**Exercise:**
Every entry needs to be printed exactly, please.

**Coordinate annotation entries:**
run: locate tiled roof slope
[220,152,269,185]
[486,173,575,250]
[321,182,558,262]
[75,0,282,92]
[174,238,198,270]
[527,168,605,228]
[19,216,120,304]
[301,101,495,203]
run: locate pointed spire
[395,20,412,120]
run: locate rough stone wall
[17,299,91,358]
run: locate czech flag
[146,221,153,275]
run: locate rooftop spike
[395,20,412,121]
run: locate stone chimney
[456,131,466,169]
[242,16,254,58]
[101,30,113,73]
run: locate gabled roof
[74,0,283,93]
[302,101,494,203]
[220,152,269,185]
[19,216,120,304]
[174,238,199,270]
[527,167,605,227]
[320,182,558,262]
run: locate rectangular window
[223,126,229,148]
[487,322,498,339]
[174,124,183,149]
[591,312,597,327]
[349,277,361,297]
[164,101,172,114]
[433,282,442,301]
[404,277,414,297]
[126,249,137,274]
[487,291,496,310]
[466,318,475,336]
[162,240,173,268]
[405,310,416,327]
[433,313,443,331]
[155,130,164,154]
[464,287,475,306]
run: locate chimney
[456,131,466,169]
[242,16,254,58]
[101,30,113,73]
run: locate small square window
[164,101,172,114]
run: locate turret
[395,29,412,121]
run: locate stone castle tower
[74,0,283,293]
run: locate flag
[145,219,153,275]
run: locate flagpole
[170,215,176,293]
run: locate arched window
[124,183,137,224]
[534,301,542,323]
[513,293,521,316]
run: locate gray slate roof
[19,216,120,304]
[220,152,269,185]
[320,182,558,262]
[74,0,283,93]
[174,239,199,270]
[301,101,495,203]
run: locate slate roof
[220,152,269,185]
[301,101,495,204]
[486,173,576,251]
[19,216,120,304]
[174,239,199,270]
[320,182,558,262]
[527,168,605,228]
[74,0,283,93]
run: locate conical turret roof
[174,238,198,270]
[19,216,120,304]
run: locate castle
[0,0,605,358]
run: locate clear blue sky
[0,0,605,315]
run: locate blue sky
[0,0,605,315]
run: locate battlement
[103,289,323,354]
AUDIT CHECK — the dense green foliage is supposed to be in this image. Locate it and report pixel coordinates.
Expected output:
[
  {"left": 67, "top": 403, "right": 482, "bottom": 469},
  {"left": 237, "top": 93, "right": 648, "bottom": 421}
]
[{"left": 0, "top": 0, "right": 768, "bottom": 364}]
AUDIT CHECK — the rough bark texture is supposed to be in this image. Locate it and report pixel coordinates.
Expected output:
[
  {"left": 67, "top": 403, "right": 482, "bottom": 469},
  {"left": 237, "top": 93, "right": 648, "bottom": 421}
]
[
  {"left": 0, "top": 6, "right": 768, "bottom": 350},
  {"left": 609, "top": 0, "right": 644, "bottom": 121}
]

**Task response:**
run: locate tiled roof slope
[220,152,269,185]
[486,173,575,250]
[321,182,558,262]
[75,0,282,92]
[174,238,198,270]
[527,168,605,228]
[19,216,120,304]
[301,101,495,203]
run: locate pointed spire
[395,20,412,120]
run: locate rough stone wall
[17,299,91,358]
run: locate czech flag
[146,221,153,275]
run: locate rooftop spike
[395,20,412,121]
run: locate stone chimney
[456,131,466,169]
[242,16,254,58]
[101,30,113,73]
run: locate gabled roof
[74,0,283,93]
[302,101,494,203]
[220,152,269,185]
[19,216,120,304]
[174,238,199,270]
[527,167,605,227]
[320,182,558,262]
run: locate rectangular window
[223,126,229,148]
[487,322,498,339]
[174,124,183,149]
[591,312,597,327]
[349,277,361,297]
[164,101,172,114]
[433,282,442,301]
[404,277,414,297]
[126,249,137,274]
[487,291,496,310]
[466,318,475,336]
[162,240,173,268]
[405,310,416,327]
[433,313,443,331]
[155,130,164,154]
[464,287,475,306]
run: locate chimney
[456,131,466,169]
[242,16,254,58]
[101,30,113,73]
run: locate small square window
[164,101,172,114]
run: locate turret
[395,29,412,121]
run: locate stone castle tower
[74,0,283,293]
run: locate flag
[145,219,153,275]
run: locate flagpole
[170,215,176,293]
run: locate arched window
[124,183,137,224]
[534,301,542,323]
[513,293,521,316]
run: locate gray slate roof
[19,216,120,304]
[220,152,269,185]
[320,182,558,262]
[74,0,283,93]
[174,239,199,270]
[301,101,495,203]
run: locate slate roof
[220,152,269,185]
[301,101,495,204]
[486,173,576,251]
[19,216,120,304]
[174,239,199,270]
[320,182,558,262]
[527,168,605,228]
[74,0,283,93]
run: locate conical turret roof
[174,238,198,270]
[19,216,120,304]
run: locate castle
[0,0,605,358]
run: locate clear blue sky
[0,0,605,315]
run: locate blue sky
[0,0,605,315]
run: locate battlement
[103,289,323,354]
AUDIT CHECK — the dense green foliage is supposed to be in this image. Locate it and report pixel coordinates.
Expected output:
[
  {"left": 67, "top": 403, "right": 482, "bottom": 469},
  {"left": 237, "top": 93, "right": 648, "bottom": 421}
]
[{"left": 0, "top": 0, "right": 768, "bottom": 364}]
AUDIT CHECK — the rough bark texture is supposed to be in this image. Locate it and report pixel coordinates.
Expected output:
[
  {"left": 67, "top": 403, "right": 482, "bottom": 469},
  {"left": 237, "top": 93, "right": 648, "bottom": 421}
]
[
  {"left": 0, "top": 6, "right": 768, "bottom": 350},
  {"left": 609, "top": 0, "right": 644, "bottom": 121}
]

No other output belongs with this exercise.